### Requirement
How many lines in the records below contain the string "palm"? Case counts, so match uppercase and lowercase exactly, and reply with only the number.
--- BEGIN ---
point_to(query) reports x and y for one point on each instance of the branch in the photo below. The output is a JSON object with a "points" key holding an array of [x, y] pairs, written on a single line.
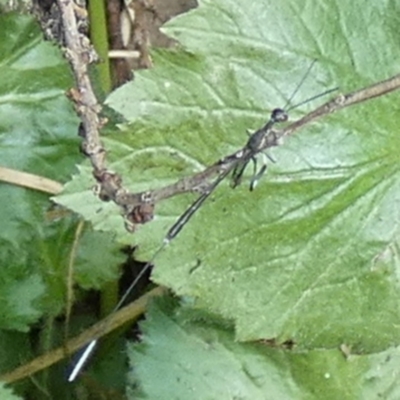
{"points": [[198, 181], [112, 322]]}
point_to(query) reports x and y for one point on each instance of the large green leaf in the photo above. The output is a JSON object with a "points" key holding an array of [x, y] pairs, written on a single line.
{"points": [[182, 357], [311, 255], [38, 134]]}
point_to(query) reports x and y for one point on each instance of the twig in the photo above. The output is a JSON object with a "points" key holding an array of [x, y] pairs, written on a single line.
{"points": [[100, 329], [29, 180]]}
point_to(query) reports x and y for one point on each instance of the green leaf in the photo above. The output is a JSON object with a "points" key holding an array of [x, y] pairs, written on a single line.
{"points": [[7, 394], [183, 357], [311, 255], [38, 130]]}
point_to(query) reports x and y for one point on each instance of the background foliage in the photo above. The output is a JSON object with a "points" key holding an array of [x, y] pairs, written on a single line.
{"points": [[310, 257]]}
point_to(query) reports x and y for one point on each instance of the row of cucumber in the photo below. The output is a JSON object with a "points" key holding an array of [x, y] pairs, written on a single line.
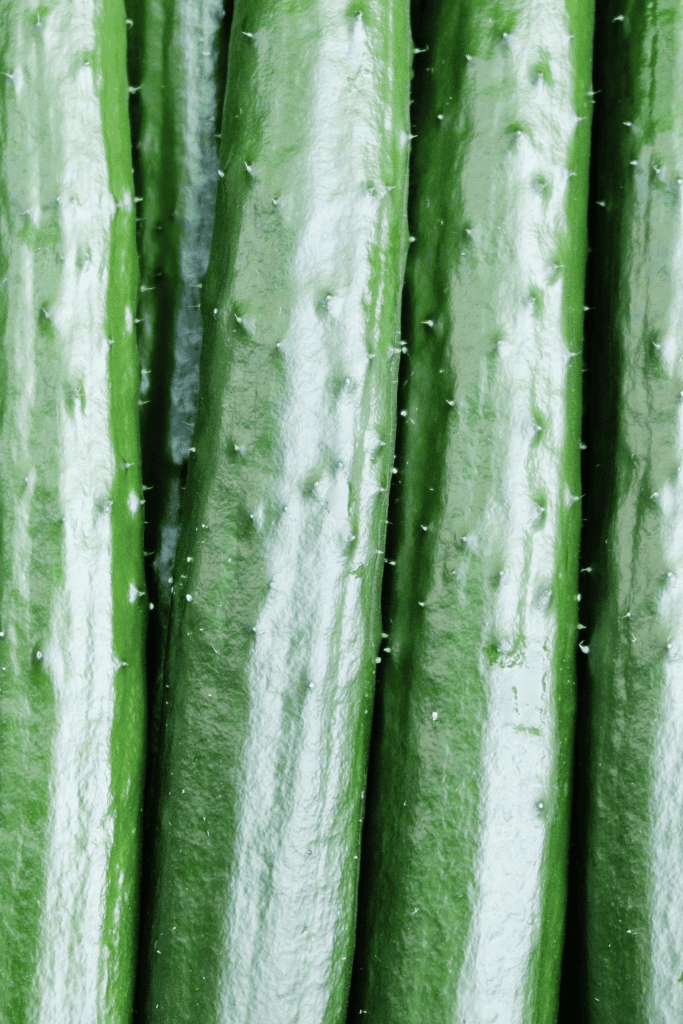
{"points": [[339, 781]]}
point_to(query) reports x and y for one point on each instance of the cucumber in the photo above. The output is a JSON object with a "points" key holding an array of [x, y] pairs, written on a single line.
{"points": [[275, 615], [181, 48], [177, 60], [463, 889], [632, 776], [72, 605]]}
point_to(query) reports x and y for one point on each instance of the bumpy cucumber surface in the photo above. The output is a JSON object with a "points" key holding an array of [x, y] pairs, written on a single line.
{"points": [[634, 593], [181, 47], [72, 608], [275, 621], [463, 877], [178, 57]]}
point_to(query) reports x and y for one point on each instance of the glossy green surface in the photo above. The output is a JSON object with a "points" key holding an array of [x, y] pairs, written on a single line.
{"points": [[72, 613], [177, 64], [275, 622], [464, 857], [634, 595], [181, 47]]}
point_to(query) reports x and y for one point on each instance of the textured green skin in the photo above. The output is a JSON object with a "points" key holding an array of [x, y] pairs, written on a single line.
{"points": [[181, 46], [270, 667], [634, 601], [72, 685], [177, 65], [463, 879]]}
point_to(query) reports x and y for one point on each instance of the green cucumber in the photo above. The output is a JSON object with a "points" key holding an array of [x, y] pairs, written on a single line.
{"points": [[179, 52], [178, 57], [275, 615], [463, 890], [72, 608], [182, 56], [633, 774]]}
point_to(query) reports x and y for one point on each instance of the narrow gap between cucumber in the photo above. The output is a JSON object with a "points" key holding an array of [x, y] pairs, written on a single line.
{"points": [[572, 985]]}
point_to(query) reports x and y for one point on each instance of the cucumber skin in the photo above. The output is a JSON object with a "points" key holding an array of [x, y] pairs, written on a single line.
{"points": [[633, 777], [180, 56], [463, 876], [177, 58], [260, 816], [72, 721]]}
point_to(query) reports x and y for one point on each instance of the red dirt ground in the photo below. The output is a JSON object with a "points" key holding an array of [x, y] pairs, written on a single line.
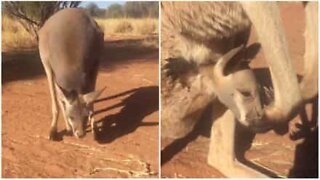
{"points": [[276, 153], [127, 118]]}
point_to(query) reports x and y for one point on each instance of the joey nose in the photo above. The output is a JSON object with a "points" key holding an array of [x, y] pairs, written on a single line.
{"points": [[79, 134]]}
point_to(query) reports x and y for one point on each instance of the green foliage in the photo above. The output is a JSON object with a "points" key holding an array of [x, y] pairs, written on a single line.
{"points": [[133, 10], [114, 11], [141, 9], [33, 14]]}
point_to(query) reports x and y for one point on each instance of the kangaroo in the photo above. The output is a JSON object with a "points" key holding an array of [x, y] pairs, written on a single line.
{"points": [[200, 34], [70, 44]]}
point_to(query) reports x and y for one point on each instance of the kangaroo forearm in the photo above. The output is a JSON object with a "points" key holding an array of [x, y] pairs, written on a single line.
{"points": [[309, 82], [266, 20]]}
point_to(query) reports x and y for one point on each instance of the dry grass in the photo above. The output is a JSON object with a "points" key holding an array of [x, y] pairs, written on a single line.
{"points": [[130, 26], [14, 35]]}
--- END ---
--- BEGIN ---
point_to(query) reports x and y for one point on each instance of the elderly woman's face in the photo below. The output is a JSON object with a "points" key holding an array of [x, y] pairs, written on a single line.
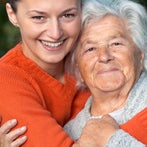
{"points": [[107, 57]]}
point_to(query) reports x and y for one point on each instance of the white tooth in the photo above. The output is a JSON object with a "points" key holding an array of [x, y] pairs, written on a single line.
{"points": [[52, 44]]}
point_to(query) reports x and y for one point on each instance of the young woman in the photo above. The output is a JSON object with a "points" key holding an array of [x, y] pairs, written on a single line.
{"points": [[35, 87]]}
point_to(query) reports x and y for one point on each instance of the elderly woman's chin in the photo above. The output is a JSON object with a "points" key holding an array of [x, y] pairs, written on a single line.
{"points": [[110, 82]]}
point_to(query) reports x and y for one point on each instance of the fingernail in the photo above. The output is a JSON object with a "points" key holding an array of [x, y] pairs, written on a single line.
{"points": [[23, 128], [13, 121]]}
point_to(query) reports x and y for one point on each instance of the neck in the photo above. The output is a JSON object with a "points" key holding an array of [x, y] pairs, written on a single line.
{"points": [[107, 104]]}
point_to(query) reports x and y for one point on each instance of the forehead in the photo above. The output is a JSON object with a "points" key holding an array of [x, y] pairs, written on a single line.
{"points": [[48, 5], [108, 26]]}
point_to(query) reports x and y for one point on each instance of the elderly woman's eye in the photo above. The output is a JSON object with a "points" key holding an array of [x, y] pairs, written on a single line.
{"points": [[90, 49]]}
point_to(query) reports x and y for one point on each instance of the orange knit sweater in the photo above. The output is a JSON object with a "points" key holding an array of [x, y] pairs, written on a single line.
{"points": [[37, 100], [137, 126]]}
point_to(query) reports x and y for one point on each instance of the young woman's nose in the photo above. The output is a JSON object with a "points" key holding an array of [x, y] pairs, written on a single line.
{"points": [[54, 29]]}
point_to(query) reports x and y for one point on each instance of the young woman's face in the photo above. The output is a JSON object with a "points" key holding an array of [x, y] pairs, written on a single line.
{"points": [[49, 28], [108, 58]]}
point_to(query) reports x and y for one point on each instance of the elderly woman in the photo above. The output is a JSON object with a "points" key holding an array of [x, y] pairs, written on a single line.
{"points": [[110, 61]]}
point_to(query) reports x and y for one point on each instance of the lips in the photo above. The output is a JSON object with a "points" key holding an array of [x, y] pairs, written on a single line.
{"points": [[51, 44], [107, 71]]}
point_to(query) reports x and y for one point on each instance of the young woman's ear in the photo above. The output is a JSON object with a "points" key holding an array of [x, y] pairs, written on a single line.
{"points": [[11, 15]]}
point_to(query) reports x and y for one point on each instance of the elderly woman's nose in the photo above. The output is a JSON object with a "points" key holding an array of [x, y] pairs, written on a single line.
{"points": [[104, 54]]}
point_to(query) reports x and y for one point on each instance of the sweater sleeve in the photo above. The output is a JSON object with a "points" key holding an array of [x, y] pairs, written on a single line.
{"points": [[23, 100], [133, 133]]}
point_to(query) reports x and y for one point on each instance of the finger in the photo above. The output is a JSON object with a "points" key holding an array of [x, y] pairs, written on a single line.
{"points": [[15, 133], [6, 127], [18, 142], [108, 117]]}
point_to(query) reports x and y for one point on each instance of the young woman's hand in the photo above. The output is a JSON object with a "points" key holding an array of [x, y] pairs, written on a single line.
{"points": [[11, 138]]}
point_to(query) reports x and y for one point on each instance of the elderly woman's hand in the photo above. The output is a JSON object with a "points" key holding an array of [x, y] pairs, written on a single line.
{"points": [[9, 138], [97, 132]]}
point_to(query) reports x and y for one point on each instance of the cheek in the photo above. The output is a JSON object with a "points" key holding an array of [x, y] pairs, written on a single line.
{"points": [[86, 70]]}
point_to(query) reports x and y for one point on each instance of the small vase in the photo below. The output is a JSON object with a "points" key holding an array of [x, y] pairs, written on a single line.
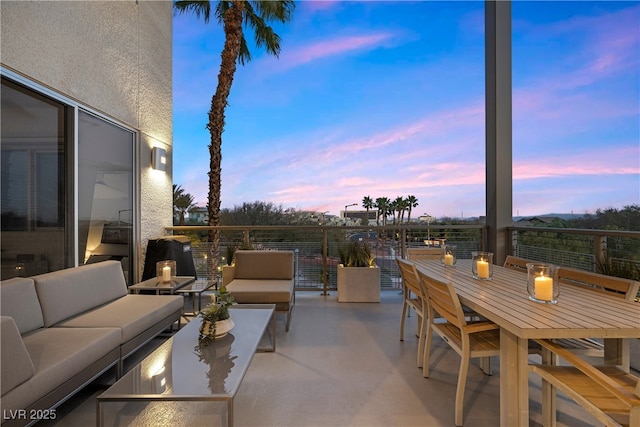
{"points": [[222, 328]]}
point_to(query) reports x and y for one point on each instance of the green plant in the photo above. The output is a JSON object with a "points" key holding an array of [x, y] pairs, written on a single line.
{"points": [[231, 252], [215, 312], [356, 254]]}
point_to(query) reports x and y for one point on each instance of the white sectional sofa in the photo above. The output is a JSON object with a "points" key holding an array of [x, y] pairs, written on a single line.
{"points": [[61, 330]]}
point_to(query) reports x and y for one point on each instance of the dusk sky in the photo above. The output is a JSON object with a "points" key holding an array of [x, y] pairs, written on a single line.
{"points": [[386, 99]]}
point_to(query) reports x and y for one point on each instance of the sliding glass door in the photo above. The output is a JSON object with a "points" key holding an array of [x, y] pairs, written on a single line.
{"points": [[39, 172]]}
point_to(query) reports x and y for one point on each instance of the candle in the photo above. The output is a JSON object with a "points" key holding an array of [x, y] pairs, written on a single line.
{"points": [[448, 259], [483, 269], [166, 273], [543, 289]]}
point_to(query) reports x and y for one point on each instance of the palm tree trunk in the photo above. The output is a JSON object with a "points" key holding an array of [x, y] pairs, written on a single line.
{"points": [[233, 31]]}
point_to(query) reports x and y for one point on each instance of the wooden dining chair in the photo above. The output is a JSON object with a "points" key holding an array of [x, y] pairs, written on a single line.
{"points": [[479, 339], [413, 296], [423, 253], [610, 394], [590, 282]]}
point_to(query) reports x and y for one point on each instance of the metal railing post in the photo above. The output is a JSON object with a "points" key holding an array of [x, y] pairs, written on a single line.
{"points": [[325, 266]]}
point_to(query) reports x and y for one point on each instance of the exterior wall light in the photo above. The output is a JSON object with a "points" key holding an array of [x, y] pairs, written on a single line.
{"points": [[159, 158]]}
--- END ---
--- BEGIN ---
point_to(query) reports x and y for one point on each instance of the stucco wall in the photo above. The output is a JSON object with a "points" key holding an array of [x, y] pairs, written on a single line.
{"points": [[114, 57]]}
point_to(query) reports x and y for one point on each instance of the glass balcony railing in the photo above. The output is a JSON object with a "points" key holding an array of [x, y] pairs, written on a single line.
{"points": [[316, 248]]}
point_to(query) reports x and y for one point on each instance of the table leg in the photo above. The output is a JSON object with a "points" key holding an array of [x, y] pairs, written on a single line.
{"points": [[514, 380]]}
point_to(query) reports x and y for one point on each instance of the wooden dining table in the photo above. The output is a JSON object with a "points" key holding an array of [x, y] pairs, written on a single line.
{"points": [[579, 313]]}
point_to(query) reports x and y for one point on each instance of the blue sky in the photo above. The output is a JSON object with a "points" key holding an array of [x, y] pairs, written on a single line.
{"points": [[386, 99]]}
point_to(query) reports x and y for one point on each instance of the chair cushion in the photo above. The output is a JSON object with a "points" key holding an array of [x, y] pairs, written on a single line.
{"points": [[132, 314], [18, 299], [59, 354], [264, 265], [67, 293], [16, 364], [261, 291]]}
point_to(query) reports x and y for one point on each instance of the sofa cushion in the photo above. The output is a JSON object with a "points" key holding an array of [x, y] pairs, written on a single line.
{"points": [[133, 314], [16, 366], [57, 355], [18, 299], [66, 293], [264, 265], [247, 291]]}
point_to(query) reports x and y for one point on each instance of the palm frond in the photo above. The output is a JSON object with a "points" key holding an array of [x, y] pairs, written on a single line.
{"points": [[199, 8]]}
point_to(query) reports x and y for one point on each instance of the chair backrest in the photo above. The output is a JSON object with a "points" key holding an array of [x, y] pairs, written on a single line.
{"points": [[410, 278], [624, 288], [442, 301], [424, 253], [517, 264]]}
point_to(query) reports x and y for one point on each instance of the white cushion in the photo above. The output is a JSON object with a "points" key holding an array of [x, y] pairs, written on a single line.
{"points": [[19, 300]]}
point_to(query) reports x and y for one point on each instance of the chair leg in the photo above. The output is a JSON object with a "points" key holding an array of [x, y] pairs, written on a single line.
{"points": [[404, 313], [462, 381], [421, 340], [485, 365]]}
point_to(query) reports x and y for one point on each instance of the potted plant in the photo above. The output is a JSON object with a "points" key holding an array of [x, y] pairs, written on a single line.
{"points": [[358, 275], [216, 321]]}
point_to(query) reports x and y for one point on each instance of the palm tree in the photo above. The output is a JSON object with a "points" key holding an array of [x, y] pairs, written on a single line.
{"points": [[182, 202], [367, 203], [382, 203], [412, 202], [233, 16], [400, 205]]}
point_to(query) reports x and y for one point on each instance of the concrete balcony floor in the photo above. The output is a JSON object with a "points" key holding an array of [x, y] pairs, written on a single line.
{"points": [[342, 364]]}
--- END ---
### Complete response
3